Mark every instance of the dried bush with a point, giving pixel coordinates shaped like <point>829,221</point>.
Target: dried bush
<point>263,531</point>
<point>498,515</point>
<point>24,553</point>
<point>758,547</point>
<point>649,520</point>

---

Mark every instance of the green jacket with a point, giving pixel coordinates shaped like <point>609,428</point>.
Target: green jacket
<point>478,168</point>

## [Obiettivo del compito]
Disponi come CSV a due colonne, intestate consegna e risposta, le voci che vanno dalla riga con "Mark every instance of the dried" alla riga con "<point>649,520</point>", entrambe comprese. Prevedi una riga per voce, con ogni campo tra virgolette e gli a capo sostituiti da spazi.

## [Soluzione dell'esercizio]
consegna,risposta
"Mark every instance of the dried bush with a point, giving pixel coordinates shaped like <point>829,221</point>. Target: dried bush","<point>263,531</point> <point>498,515</point> <point>24,553</point> <point>758,547</point> <point>649,520</point>"